### The input

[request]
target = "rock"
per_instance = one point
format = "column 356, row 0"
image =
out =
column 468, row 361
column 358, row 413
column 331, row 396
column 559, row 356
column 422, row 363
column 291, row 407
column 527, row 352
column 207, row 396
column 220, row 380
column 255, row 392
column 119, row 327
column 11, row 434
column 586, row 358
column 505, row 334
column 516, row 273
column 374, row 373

######

> **What to produce**
Recast the listing above as a JSON list of strings, one string per line, omitting blank lines.

> **Exercise result**
[
  "[request]",
  "target = \"rock\"",
  "per_instance = one point",
  "format = \"column 356, row 0\"",
  "image =",
  "out =",
  "column 468, row 361",
  "column 358, row 413",
  "column 331, row 396",
  "column 559, row 356",
  "column 422, row 363",
  "column 291, row 407",
  "column 527, row 352",
  "column 207, row 396",
  "column 220, row 380",
  "column 255, row 392",
  "column 119, row 327",
  "column 11, row 434",
  "column 586, row 358",
  "column 505, row 334",
  "column 516, row 273",
  "column 374, row 373"
]